(EXCERPT PROVIDED):
================

Microsoft Fabric and Delta Lake to manage real-time streaming data to boost your business insights.

I do enjoy talking to customers and discuss the challenges they are facing in the system, services, limitations etc. I may not be solving their architectural challenges instantaneously, but I would sleep on it to get the most optimized solution for their business model. (Remember – “Optimized” will vary based on the actual needs and depends on customer)

Key challenges of any business with conventional data processing system.

  • Most of the conventional system process the data in batches (hourly(s), nightly, weekly) which is considerably late for most of the business in the current competitive market.
  • To get the real-time feedback about your business/products from your end users/consumers.

To address the above challenges, I am demonstrating how we can make use of modern technologies to process the streaming data to make better sense of the data.

Note: Any data landing on a platform or in a format which is unfriendly to analyze are no better than having no data.

Architectural diagram to handle real-time data.

  • For the purpose of demonstration, we have used “coin cap” open streaming API which gives real time pricing of crypto currency, (focused on bitcoin price).
  • Using Azure event hub as the first landing zone to stream the data to second landing zone which is the latest Microsoft Fabric.
  • Spark cluster in Microsoft Fabric has been used to process and pick the relevant data which is essential for business insights.

Tip: You can use twitter or any social networking API to retrieve the data related to your product or service and understand the consumer feedback much faster and prevent brand name damage. Perhaps tracking product hash tag would be a better pick to start with.

Pre-requisites:

Step 1: Set up the streaming python application. (Source)

Note: Here I am setting up a python application to stream the bitcoin Realtime price every second. EVENT_HUB_CONNECTION_STR = You get the connection string from Event hub namespace -> Shared Access Policies -> Properties of the policy. EVENT_HUB_NAME = event hub name, not the name space.

================

(Lines of data)
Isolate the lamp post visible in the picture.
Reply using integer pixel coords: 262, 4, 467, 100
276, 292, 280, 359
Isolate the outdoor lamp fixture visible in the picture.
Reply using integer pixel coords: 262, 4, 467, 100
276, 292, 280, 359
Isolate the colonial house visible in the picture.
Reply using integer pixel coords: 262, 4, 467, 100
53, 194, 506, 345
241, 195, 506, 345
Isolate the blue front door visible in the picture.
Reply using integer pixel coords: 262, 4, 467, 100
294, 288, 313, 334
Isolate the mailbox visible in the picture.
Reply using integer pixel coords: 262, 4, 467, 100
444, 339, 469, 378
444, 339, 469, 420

================

(WRITTEN EXERCISE 1):
Work out how many lines of the records contain the string "visible", treating uppercase and lowercase as different, and reply with that number alone.
(WRITTEN EXERCISE 2):
Write what comes next in the post on real-time streaming with Microsoft Fabric, picking up right after its last sentence.
The text and the records were drawn from separate, unrelated sources.

(FINAL ANSWER 1):
5

(FINAL ANSWER 2):
<code>
import asyncio
import requests

from azure.eventhub import EventData
from azure.eventhub.aio import EventHubProducerClient

EVENT_HUB_CONNECTION_STR = "<your event hub connection string>"
EVENT_HUB_NAME = "<your event hub name>"

async def run():

    while True:
        await asyncio.sleep(1)

        producer = EventHubProducerClient.from_connection_string(conn_str=EVENT_HUB_CONNECTION_STR, eventhub_name=EVENT_HUB_NAME)
        async with producer:
            # Create a batch.
            event_data_batch = await producer.create_batch()
            url = "https://api.coincap.io/v2/rates/bitcoin"
            payload={}
            headers = {}
            response = requests.request("GET", url, headers=headers, data=payload)
            data=(response.json())
            event_data_batch.add(EventData(str(data)))

            # Send the batch of events to the event hub.
            await producer.send_batch(event_data_batch)
            # A tracer message which shows the event interval
            print("sent to azure successfully")

loop = asyncio.get_event_loop()

try:
    asyncio.run(run())
    loop.run_forever()
except KeyboardInterrupt:
    pass
finally:
    print("Closing the loop")
    loop.close()

Step 2: Setup up the Lakehouse in fabric

  • Login to the Microsoft fabric account and create a Lakehouse.
  • Save the path and URL of both tables and files (from properties). This is needed in our query to create delta late and spark tables respectively.

Tip: You can also download OneLake explorer app if you prefer Download OneLake file explorer from Official Microsoft Download Center.

Step 3: Code to consume the data from event hub and store it in a DeltaLake.

  • Use your event hub connection string, make sure that you have minimum read permission.
  • Define the streaming content.
<code>
from datetime import date
ehConf = {
  'eventhubs.connectionString' : sc._jvm.org.apache.spark.eventhubs.EventHubsUtils.encrypt('<your event hub connection string with shared access key>')
}
df_streaming = spark.readStream.format("eventhubs").options(**ehConf).load()
df = df_streaming.withColumn("body", df_streaming["body"].cast("string"))
  • Define the delta lake.
  • Files/DeltaLake/Delta_Tables/ -> Create subdirectories inside your OneLake “Files”. This is where you delta table is going to be.
  • “checkpointLocation”, -> This is my another dierctory inside files to store checkpoint files and other metadata.
  • Little modification in file path just to partition the data every day, this will give is the flexibility of choosing the subset.
<code>
DeltaLakePath=("Files/DeltaLake/Delta_Tables/"+date.today().strftime("%Y%m%d"))
df.writeStream \
    .format("Delta") \
    .outputMode("append") \
    .option("checkpointLocation","abfss://<abfss connection string saved earlier from one lake>") \
    .start(DeltaLakePath)
  • Define spark table from delta for analysis/reporting.
  • Spark table will be created for each day of data.
<code>
DeltaLakePath=("Files/DeltaLake/Delta_Tables/"+date.today().strftime("%Y%m%d"))
defTable='CREATE TABLE bitCoin_'+date.today().strftime("%Y%m%d")+' USING DELTA Location '+"'"+DeltaLakePath+"'"
spark.sql(defTable)

Tip: Yes, I have the same copy of data in spark table now, its redundant data!!! Pick one on your convenience.

Let us check the table data via explorer.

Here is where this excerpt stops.